▸ **The input**:
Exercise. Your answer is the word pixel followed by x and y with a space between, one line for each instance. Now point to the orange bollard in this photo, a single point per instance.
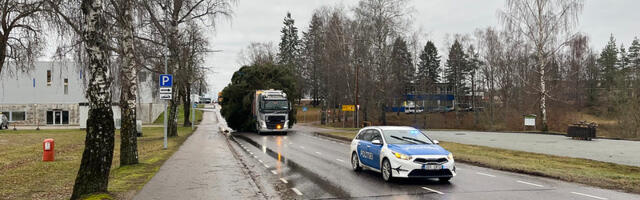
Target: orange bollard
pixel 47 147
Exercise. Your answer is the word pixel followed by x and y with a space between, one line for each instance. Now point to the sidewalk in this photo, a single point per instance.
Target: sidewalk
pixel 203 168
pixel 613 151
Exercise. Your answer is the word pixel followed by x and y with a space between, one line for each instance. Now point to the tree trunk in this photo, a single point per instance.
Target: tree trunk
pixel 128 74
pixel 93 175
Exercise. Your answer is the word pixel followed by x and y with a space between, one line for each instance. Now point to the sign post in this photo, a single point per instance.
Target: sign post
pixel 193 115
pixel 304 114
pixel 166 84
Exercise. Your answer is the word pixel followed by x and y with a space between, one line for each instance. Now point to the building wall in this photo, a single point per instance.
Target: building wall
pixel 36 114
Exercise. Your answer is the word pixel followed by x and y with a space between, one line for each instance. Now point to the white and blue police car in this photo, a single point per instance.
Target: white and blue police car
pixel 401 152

==

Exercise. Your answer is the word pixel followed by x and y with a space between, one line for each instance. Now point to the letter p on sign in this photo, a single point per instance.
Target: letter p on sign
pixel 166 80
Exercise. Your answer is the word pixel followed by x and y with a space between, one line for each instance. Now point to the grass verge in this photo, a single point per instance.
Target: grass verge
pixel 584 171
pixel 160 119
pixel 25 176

▸ **Instructions for the task**:
In the listing above, transcribe exactly everything from the line containing "to the letter" down to the line containing "to the grass", including both and nothing more.

▸ **Result for this task**:
Exercise. Your answer is the word pixel followed by x and y with a space between, one line for each instance. Now point to the letter p on sign in this photo, a single point per instance.
Target: letter p on sign
pixel 166 80
Exercise. Your answer is the word pixel followed by x and y with a space between, one line for each instance. Now point to the grass verge in this photo, a single point per instance.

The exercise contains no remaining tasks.